_Instructions for the task_
Pull out each line of the listing below that contains the word "bird", and copy those lines in full.
........
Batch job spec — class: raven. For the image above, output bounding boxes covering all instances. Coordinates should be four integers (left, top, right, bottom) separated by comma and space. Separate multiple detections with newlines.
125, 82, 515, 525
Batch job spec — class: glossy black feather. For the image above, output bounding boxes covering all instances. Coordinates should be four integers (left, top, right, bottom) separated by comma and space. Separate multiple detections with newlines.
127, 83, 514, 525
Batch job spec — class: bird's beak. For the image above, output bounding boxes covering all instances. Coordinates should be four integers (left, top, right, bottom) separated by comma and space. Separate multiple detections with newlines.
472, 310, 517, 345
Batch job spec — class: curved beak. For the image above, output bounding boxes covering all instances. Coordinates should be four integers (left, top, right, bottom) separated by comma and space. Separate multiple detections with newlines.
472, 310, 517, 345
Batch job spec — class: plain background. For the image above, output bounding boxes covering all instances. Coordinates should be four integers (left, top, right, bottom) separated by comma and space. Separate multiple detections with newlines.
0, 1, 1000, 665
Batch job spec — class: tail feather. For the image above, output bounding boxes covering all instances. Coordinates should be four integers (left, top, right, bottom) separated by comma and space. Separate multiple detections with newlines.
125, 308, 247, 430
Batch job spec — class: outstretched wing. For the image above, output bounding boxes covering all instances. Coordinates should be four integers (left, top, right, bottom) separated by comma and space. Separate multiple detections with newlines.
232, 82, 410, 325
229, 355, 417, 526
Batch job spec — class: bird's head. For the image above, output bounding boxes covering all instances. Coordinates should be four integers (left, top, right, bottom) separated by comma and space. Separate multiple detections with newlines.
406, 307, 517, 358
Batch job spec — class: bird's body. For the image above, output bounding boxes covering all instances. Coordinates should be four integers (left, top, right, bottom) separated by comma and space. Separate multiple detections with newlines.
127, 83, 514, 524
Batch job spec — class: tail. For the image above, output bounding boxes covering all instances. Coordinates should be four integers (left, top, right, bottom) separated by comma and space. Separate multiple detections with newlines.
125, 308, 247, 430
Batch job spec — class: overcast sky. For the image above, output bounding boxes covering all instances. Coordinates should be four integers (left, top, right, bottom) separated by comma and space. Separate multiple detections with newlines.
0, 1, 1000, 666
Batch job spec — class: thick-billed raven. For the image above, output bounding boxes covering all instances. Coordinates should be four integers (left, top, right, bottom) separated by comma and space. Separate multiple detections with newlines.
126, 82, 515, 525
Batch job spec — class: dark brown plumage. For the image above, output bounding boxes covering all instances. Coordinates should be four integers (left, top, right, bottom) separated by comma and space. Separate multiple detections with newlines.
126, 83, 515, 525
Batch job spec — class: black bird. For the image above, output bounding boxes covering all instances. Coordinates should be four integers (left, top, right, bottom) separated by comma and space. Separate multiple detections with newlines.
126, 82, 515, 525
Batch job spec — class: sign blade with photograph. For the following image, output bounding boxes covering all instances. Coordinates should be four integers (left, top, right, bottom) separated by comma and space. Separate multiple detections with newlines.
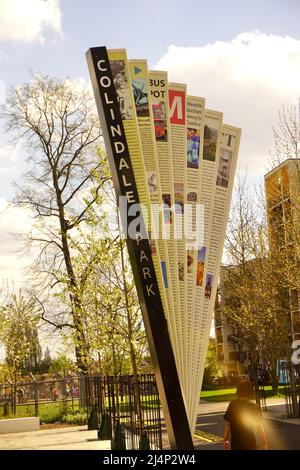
........
_Output for this exercise_
Batch job spec — class: bird's beak. For the image above, output bounding boxes covering all instances. Coordinates should be four integers (left, top, right, bottom) separated by comma and space. Separate multiple detections with newlines.
Batch job spec — class: bird's head. For the image above, output bounding boxes covering all instances. Coordinates should be four integers (left, top, right, bottom) separated by comma and space. Separate multiple detections with newlines.
Batch job spec — class: bird's body. For the image above, output bounding boxes covering all instances. Coordinates should be four integers (left, top, right, bottom) separated by comma and space. Separate multiple detections with newlines.
Batch job spec — class: black bird. For the image above, output bounding boxes covering all instances. Coordinates should be four integers (left, top, right, bottom) separated by comma and space. Separate multiple detections with newlines.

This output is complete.